### Problem
Convert the records into a numbered list with one line per item, skipping blank lines and leaving out the pictures.

== Extracted entries ==

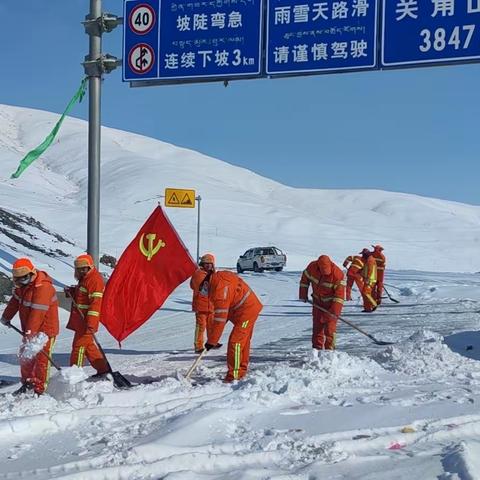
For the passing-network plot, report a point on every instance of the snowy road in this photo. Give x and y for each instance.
(362, 412)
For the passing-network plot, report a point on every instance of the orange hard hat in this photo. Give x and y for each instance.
(84, 260)
(324, 264)
(22, 266)
(207, 258)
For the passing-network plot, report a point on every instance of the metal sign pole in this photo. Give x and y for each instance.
(199, 199)
(94, 137)
(95, 65)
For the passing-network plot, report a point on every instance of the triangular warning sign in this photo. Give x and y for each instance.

===

### Final result
1. For the passing-network plot, report a point on every instance of the snowy road in this photo. Give x and y for each instance.
2. (362, 412)
3. For the passing-network plot, report a point on every instance of the orange hard hat in this photo. Give x and y for each instance.
4. (84, 260)
5. (324, 264)
6. (22, 266)
7. (207, 258)
8. For the passing-network plot, report a point on every instance of the metal sign pole in this photo. Give x and y for each instance.
9. (199, 199)
10. (94, 137)
11. (95, 65)
12. For the passing-network plot, report a point on every instance of the triangular warning sign in this photo. Give x and y for each instance.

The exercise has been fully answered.